Render all of the records below as a Markdown table with the columns "Row" and "Record". Number each row, skip blank lines, and leave out the pictures.
• • • •
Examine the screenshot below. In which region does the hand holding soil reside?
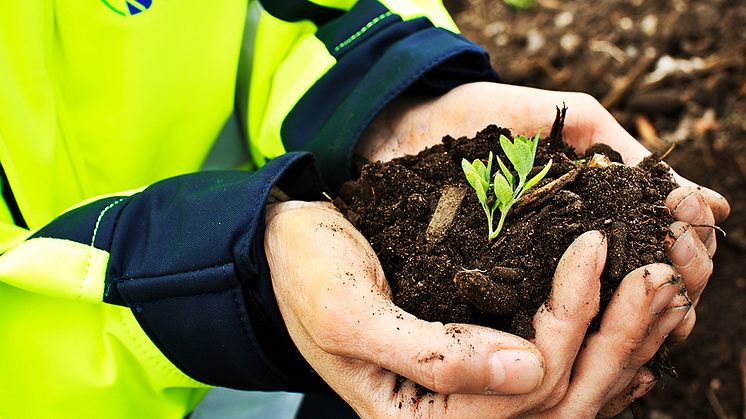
[265,202,689,418]
[358,83,730,348]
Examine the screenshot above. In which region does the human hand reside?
[358,83,730,341]
[265,202,683,417]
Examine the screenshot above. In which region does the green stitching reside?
[91,198,124,247]
[102,0,125,16]
[334,11,393,52]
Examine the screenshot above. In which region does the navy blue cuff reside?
[37,152,326,391]
[281,0,499,190]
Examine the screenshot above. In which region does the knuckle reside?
[420,359,461,394]
[684,258,713,297]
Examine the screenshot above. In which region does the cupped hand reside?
[265,202,679,418]
[358,83,730,376]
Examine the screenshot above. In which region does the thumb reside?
[266,208,544,394]
[328,294,544,394]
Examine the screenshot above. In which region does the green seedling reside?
[461,130,552,241]
[505,0,534,9]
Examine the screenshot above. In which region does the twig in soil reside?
[658,143,676,161]
[635,115,666,155]
[425,186,466,243]
[601,53,658,109]
[705,378,731,419]
[513,169,580,215]
[689,224,728,237]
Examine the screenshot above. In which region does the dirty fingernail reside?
[671,228,697,267]
[673,192,702,222]
[487,350,544,394]
[650,275,681,314]
[658,304,691,336]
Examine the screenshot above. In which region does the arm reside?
[0,153,323,417]
[0,1,494,417]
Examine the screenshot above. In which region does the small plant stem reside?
[482,205,494,241]
[490,207,510,241]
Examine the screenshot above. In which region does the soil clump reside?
[336,110,675,344]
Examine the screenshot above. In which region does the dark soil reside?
[446,0,746,419]
[337,110,674,352]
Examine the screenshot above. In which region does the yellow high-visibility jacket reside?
[0,0,496,418]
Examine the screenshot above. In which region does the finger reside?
[599,367,658,417]
[666,187,717,255]
[672,174,730,223]
[668,306,697,344]
[669,221,713,301]
[602,286,692,403]
[265,201,337,223]
[520,231,607,409]
[266,207,543,394]
[548,264,683,417]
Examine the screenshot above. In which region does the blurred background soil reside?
[446,0,746,419]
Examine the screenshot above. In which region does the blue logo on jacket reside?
[101,0,153,16]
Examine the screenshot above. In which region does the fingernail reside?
[673,192,702,222]
[658,304,692,336]
[671,228,697,268]
[650,275,681,314]
[487,350,544,394]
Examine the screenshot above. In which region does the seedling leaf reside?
[523,160,552,191]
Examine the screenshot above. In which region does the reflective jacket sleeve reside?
[0,152,323,418]
[247,0,497,190]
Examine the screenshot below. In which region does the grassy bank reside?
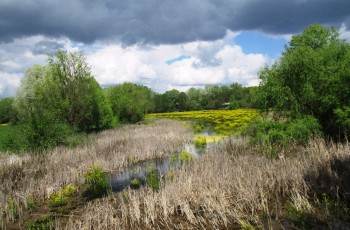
[0,121,350,229]
[63,139,350,229]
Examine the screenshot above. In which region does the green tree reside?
[0,97,17,124]
[10,51,113,150]
[107,83,154,123]
[258,24,350,137]
[49,51,113,132]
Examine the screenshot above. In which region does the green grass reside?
[0,124,13,152]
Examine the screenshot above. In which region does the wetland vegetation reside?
[0,25,350,229]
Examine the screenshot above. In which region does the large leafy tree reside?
[258,24,350,137]
[0,97,17,124]
[107,82,154,123]
[13,51,113,149]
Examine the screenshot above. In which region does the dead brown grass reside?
[0,121,192,226]
[63,139,350,229]
[0,121,350,229]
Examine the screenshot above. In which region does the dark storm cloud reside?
[32,41,64,55]
[0,0,350,45]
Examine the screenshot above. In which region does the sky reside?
[0,0,350,98]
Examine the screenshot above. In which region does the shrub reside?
[146,164,160,191]
[47,185,77,208]
[194,136,207,149]
[285,203,312,229]
[26,215,55,230]
[84,164,108,197]
[7,197,19,222]
[26,195,38,212]
[243,116,320,150]
[130,178,141,189]
[179,151,192,164]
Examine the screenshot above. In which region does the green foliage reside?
[10,51,113,150]
[194,136,207,149]
[322,193,342,219]
[179,151,192,164]
[284,202,312,229]
[130,178,141,189]
[243,116,320,156]
[154,83,255,113]
[47,185,77,208]
[26,215,55,230]
[149,109,259,135]
[106,83,154,123]
[7,197,19,222]
[257,24,350,137]
[0,97,17,124]
[238,219,255,230]
[228,99,239,110]
[146,164,160,191]
[0,125,14,152]
[84,164,108,198]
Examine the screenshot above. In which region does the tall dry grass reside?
[66,139,350,229]
[0,121,192,228]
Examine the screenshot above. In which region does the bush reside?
[26,215,55,230]
[146,164,160,191]
[47,185,77,208]
[243,116,320,157]
[130,178,141,189]
[26,195,38,212]
[194,136,207,149]
[84,164,108,197]
[179,151,192,164]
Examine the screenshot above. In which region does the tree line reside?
[0,51,258,151]
[0,24,350,150]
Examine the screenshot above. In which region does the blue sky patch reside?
[233,31,288,59]
[165,55,191,65]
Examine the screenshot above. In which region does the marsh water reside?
[108,143,216,192]
[108,122,221,192]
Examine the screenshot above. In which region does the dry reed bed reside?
[66,137,350,229]
[0,121,192,226]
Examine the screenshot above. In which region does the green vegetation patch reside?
[149,109,259,135]
[84,164,109,198]
[26,215,55,230]
[0,124,13,152]
[47,185,77,208]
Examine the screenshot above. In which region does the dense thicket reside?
[0,97,17,124]
[106,83,154,123]
[258,24,350,137]
[10,51,113,150]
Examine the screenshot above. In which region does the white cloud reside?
[0,32,270,97]
[87,33,270,92]
[0,71,22,96]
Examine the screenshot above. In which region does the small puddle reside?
[108,144,204,192]
[108,129,226,192]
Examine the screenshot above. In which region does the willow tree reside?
[12,51,112,149]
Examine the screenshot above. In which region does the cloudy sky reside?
[0,0,350,97]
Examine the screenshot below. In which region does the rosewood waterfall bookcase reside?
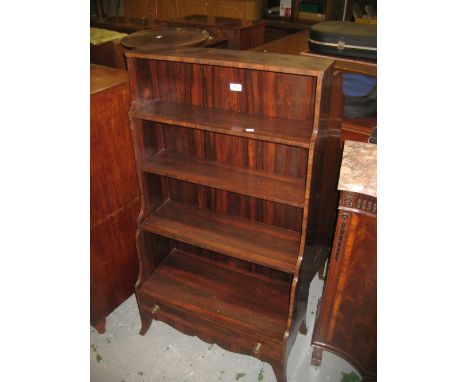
• • • •
▸ Task result:
| Row | Record |
|---|---|
| 1 | Examine the screenshot below. In which region does the hand holding soil reside? |
| 2 | [265,202,689,418] |
| 3 | [358,83,730,348] |
| 4 | Examine the screenshot above. In which region does the human hand reside? |
| 5 | [358,83,730,341] |
| 6 | [265,202,683,417] |
| 7 | Examine the screenshot above. In which region does the green stitching reside? |
| 8 | [91,198,124,247] |
| 9 | [102,0,125,16] |
| 10 | [334,11,393,52] |
| 11 | Examine the screenshot above. In which region does the navy blue cuff reside? |
| 12 | [37,152,326,391] |
| 13 | [281,0,499,190] |
| 14 | Examine the screenshot above. In which region does the knuckle reside? |
| 15 | [420,359,461,394] |
| 16 | [684,258,713,297] |
| 17 | Examine the screenshot above. In which region does the cupped hand reside? |
| 18 | [265,202,679,418] |
| 19 | [358,83,730,376] |
| 20 | Examine the screenshot above. In which region does the thumb reside? |
| 21 | [266,208,544,394] |
| 22 | [328,294,544,394] |
| 23 | Examine the screenshot above. In which region does the green seedling reside? |
| 24 | [461,130,552,241] |
| 25 | [505,0,534,9] |
| 26 | Examine the screenshot above. In which region does the twig in soil reside? |
| 27 | [658,143,676,161] |
| 28 | [635,115,666,155] |
| 29 | [425,186,466,243] |
| 30 | [601,53,658,109] |
| 31 | [705,378,731,419] |
| 32 | [513,169,580,215] |
| 33 | [689,224,728,237] |
| 34 | Examine the screenshot above. In which region does the dirty fingernail reside? |
| 35 | [671,228,697,267] |
| 36 | [673,192,702,222] |
| 37 | [487,350,544,394] |
| 38 | [650,275,681,314] |
| 39 | [658,304,691,336] |
| 40 | Examine the screenshot above. In which region does the arm reside? |
| 41 | [0,153,323,417] |
| 42 | [0,1,494,417] |
| 43 | Examine the screenshot above. In which region does the small plant stem reside? |
| 44 | [482,205,494,241] |
| 45 | [490,207,510,241] |
| 46 | Examine the screenshot above. In which region does the soil clump reside? |
| 47 | [336,110,675,344] |
| 48 | Examine the screenshot above. In which region does the dark soil reside? |
| 49 | [446,0,746,419] |
| 50 | [337,110,674,352] |
| 51 | Examine the screenshot above. In which region does the yellow high-visibility jacket reside? |
| 52 | [0,0,496,418] |
| 53 | Examine the screenshot above. In which region does the finger reside? |
| 54 | [599,367,658,417] |
| 55 | [666,187,717,255] |
| 56 | [672,174,730,223] |
| 57 | [668,306,697,344] |
| 58 | [669,221,713,301] |
| 59 | [602,286,692,403] |
| 60 | [265,201,337,223] |
| 61 | [520,231,607,409] |
| 62 | [266,207,543,394] |
| 63 | [548,264,683,417] |
| 64 | Examine the screenshot above. In which region does the blurred background soil reside? |
| 65 | [446,0,746,419] |
| 66 | Examine the screenshot above. In which region does the blue logo on jacket reside? |
| 67 | [101,0,153,16] |
| 68 | Examine the screenshot above. In which region does the fingernail reside? |
| 69 | [673,192,702,222] |
| 70 | [658,304,692,336] |
| 71 | [671,228,697,268] |
| 72 | [650,275,681,314] |
| 73 | [487,350,544,394] |
| 74 | Examine the screenshot above. In which region does the seedling leaf reside? |
| 75 | [523,160,552,191] |
| 76 | Examine the screenshot above. In which region does the reflective jacket sleeve reside? |
| 77 | [0,152,323,418] |
| 78 | [247,0,497,190] |
| 79 | Examine the screenshot below. In which region does the grassy bank reside? |
| 80 | [0,121,350,229] |
| 81 | [63,139,350,229] |
| 82 | Examine the screenshot above. In which region does the green tree reside? |
| 83 | [0,97,17,124] |
| 84 | [10,51,113,150] |
| 85 | [107,83,154,123] |
| 86 | [258,24,350,137] |
| 87 | [49,51,113,132] |
| 88 | Examine the screenshot above. In which region does the green grass reside? |
| 89 | [0,124,13,152] |
| 90 | Examine the screenshot above. In which region does the wetland vegetation reside? |
| 91 | [0,25,350,229] |
| 92 | Examine the screenshot above. In which region does the large leafy tree reside? |
| 93 | [258,24,350,137] |
| 94 | [0,97,17,124] |
| 95 | [107,82,154,123] |
| 96 | [13,51,113,149] |
| 97 | Examine the screenshot above. In which region does the dead brown grass reside? |
| 98 | [0,121,192,226] |
| 99 | [63,139,350,229] |
| 100 | [0,121,350,229] |
| 101 | Examine the screenshot above. In which region does the dark storm cloud reside? |
| 102 | [32,41,64,55] |
| 103 | [0,0,350,45] |
| 104 | Examine the screenshot above. In which region does the sky reside? |
| 105 | [0,0,350,98] |
| 106 | Examine the screenshot above. In which region does the shrub reside? |
| 107 | [146,164,160,191] |
| 108 | [47,185,77,208] |
| 109 | [194,136,207,149] |
| 110 | [285,203,312,229] |
| 111 | [26,215,55,230] |
| 112 | [84,164,108,197] |
| 113 | [7,197,19,222] |
| 114 | [26,195,38,212] |
| 115 | [243,116,320,150] |
| 116 | [130,178,141,189] |
| 117 | [179,151,192,164] |
| 118 | Examine the screenshot above. In which region does the green foliage reside? |
| 119 | [10,51,113,150] |
| 120 | [194,136,207,149] |
| 121 | [322,193,342,219] |
| 122 | [179,151,192,164] |
| 123 | [284,202,312,229] |
| 124 | [130,178,141,189] |
| 125 | [243,116,320,156] |
| 126 | [154,83,255,113] |
| 127 | [47,185,77,208] |
| 128 | [26,215,55,230] |
| 129 | [149,109,259,135] |
| 130 | [106,83,154,123] |
| 131 | [7,197,19,222] |
| 132 | [257,24,350,137] |
| 133 | [0,97,17,124] |
| 134 | [238,219,255,230] |
| 135 | [228,99,239,110] |
| 136 | [146,164,160,191] |
| 137 | [0,125,14,152] |
| 138 | [84,164,108,198] |
| 139 | Examine the screenshot above. In which region does the tall dry grass reside? |
| 140 | [66,139,350,229] |
| 141 | [0,121,192,228] |
| 142 | Examine the screenshot above. In which region does the bush reside? |
| 143 | [26,215,55,230] |
| 144 | [146,164,160,191] |
| 145 | [47,185,77,208] |
| 146 | [243,116,320,157] |
| 147 | [130,178,141,189] |
| 148 | [26,195,38,212] |
| 149 | [194,136,207,149] |
| 150 | [84,164,108,197] |
| 151 | [179,151,192,164] |
| 152 | Examine the screenshot above. In which region does the tree line reside? |
| 153 | [0,51,258,151] |
| 154 | [0,24,350,150] |
| 155 | Examine the screenshot above. In which region does the blue sky patch reside? |
| 156 | [233,31,288,59] |
| 157 | [165,55,191,65] |
| 158 | Examine the screenshot above. In which region does the marsh water reside? |
| 159 | [108,143,216,192] |
| 160 | [108,122,221,192] |
| 161 | Examine the screenshot above. In which region does the dry reed bed reside? |
| 162 | [66,137,350,229] |
| 163 | [0,121,192,226] |
| 164 | Examine the screenshot above. In which region does the green vegetation patch reside? |
| 165 | [149,109,259,135] |
| 166 | [84,164,109,198] |
| 167 | [26,215,55,230] |
| 168 | [0,124,13,152] |
| 169 | [47,185,77,208] |
| 170 | Examine the screenshot above. In which region does the dense thicket reside? |
| 171 | [0,97,17,124] |
| 172 | [106,83,154,123] |
| 173 | [258,24,350,137] |
| 174 | [10,51,113,150] |
| 175 | Examine the screenshot above. In which region does the white cloud reside? |
| 176 | [0,32,270,97] |
| 177 | [87,33,270,92] |
| 178 | [0,71,22,96] |
| 179 | Examine the screenshot above. In which region does the small puddle reside? |
| 180 | [108,144,204,192] |
| 181 | [108,129,226,192] |
| 182 | Examine the screenshot above. In which region does the willow tree reside? |
| 183 | [12,51,112,149] |
| 184 | Examine the screenshot above. In which region does the cloudy sky reside? |
| 185 | [0,0,350,97] |
| 186 | Examine the screenshot below. In which region does the rosewood waterfall bookcase reside? |